**QUELLENAUSZUG:**
╔══

Unter diesen Umständen hätte sich das Landgericht bei der Beweiswürdigung mit dem naheliegenden, für die Beurteilung der Glaubhaftigkeit der Aussage wesentlichen Gesichtspunkt auseinandersetzen müssen, dass sich der Angeklagte W. mit seiner Aussage die Voraussetzungen und Vorteile der Kronzeugenregelung (§ 46b StGB) sichern wollte und damit der Versuchung ausgesetzt war, Dritte deswegen wahrheitswidrig zu belasten (vgl. BGH, Beschluss vom 15. Januar 2003 - 1 StR 464/02, BGHSt 48, 161, 168; Beschluss vom 23. Oktober 1991 - 5 StR 455/91, StV 1992, 98). Die Verurteilung der Angeklagten B. und Y. kann daher deinen Bestand haben.
Damit ist die sofortige Beschwerde des Angeklagten Y. gegen die Kostenentscheidung gegenstandslos.
2. Revision des Angeklagten W.
Die auf die allgemeine Sachbeschwerde gestützte Revision des Angeklagten führt lediglich zur Änderung des Schuldspruchs im Tatkomplex 2.

╚══

**GESTELLTE AUFGABE 1:**
Schreiben Sie aus dem Quellenauszug alles von "2. Revision des" bis hinunter zu "im Tatkomplex 2." wortgetreu ab.
**GESTELLTE AUFGABE 2:**
Worauf ist laut Quellenauszug die Revision des Angeklagten W. gestützt?
Die Datensätze spielen hierfür keine Rolle.

**VORLIEGENDE DATENSÄTZE:**
╔══

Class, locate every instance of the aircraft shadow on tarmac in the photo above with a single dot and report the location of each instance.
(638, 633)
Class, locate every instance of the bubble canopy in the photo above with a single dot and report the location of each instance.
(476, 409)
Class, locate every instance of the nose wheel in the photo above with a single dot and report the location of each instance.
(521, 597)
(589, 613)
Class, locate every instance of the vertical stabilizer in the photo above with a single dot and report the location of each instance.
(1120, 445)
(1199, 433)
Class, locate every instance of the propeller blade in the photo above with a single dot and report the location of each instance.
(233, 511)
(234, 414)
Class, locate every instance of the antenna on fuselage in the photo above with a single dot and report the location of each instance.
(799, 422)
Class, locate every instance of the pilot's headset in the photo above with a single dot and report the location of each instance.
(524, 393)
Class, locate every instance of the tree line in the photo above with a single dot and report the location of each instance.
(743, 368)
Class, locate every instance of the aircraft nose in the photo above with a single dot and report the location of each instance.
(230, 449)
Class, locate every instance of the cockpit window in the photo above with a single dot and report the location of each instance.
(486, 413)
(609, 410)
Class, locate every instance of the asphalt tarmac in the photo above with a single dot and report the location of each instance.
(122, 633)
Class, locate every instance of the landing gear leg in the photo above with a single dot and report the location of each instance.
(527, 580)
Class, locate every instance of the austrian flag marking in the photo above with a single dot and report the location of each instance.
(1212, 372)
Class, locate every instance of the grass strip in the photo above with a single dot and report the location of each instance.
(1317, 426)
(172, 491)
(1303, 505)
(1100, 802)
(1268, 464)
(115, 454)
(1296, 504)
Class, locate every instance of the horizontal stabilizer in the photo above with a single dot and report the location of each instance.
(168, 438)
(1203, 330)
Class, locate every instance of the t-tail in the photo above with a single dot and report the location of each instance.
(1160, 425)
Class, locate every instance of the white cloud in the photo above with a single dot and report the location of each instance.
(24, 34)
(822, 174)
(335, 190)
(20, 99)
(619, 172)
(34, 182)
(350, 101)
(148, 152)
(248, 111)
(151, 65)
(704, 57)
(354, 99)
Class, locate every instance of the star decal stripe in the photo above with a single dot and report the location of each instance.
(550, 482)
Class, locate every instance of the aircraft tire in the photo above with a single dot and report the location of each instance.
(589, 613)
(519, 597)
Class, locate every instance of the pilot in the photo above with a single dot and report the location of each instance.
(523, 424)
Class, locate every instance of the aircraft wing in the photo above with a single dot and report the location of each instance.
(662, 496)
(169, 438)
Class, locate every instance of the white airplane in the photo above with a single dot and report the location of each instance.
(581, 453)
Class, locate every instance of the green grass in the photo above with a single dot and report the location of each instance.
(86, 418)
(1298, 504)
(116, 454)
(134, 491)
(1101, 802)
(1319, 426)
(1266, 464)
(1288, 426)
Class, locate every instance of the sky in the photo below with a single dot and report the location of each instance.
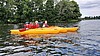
(89, 7)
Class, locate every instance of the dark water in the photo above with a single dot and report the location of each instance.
(85, 42)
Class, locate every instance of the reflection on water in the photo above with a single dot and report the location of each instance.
(85, 42)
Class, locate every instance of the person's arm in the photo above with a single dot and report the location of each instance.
(43, 25)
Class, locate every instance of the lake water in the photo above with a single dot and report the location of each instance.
(84, 42)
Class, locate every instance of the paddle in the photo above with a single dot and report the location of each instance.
(23, 29)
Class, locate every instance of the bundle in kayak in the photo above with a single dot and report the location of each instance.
(50, 30)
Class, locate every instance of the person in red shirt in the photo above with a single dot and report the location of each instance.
(26, 26)
(36, 25)
(45, 24)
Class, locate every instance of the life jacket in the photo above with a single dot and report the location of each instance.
(36, 25)
(46, 25)
(27, 26)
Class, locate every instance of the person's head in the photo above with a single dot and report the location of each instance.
(36, 21)
(31, 23)
(26, 22)
(45, 21)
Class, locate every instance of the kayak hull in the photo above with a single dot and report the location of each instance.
(51, 30)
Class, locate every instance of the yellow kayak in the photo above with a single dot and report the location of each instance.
(35, 31)
(51, 30)
(72, 29)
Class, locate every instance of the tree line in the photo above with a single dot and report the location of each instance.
(20, 11)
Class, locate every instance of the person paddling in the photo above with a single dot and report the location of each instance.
(26, 25)
(36, 25)
(45, 24)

╚══

**VOLLSTÄNDIGE ANTWORT 1:**
2. Revision des Angeklagten W.
Die auf die allgemeine Sachbeschwerde gestützte Revision des Angeklagten führt lediglich zur Änderung des Schuldspruchs im Tatkomplex 2.

**VOLLSTÄNDIGE ANTWORT 2:**
Auf die allgemeine Sachbeschwerde.